Referring expression pointing data
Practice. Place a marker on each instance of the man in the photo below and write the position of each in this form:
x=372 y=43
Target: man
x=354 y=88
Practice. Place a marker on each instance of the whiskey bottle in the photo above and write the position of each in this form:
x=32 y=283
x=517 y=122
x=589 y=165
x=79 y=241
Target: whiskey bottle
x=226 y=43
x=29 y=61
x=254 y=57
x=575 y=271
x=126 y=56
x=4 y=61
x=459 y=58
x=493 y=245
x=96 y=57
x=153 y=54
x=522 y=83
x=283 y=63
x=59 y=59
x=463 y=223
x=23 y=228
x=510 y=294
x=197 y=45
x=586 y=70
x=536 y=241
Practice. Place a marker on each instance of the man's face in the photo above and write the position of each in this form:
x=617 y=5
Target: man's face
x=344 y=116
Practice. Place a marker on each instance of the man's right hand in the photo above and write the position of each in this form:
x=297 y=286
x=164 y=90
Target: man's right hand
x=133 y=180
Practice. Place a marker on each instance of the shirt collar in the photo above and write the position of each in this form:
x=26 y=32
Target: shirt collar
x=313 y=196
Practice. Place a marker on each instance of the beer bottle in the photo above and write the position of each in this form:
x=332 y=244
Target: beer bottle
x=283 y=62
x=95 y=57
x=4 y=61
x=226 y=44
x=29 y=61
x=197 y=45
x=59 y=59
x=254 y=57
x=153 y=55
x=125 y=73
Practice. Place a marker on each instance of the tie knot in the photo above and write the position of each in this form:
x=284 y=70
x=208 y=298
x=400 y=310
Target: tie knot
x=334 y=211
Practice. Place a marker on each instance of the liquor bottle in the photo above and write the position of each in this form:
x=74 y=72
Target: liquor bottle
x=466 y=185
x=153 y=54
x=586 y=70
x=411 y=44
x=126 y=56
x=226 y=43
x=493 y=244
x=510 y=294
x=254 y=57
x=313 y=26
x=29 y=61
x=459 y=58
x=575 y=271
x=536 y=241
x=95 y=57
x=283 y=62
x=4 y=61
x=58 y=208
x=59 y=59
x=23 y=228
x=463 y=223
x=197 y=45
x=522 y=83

PROBLEM DESCRIPTION
Please reproduce the lines from the line with "x=517 y=122" to the line with "x=332 y=244", both ends included, exactly as they appear above.

TASK RESPONSE
x=517 y=122
x=589 y=165
x=79 y=241
Target: whiskey bottle
x=226 y=43
x=29 y=61
x=254 y=57
x=575 y=271
x=126 y=56
x=4 y=61
x=459 y=58
x=493 y=245
x=96 y=57
x=153 y=54
x=522 y=83
x=283 y=63
x=59 y=59
x=463 y=223
x=23 y=228
x=510 y=294
x=197 y=45
x=586 y=70
x=536 y=241
Practice. Place a marker on each instance of the man's face in the photo above and write the position of each in this form:
x=617 y=5
Target: man's face
x=344 y=116
Practice. Place a marker on each instance of the man's right hand in the photo above and write the position of each in this form:
x=297 y=286
x=164 y=90
Target: man's right hand
x=133 y=180
Practice. Place a marker on each instance of the shirt collar in the photo above and write the position of each in this form:
x=26 y=32
Target: shirt collar
x=313 y=196
Practice. Place a marker on each instance of the beer bottle in the photo above and write the position of each in this form:
x=332 y=244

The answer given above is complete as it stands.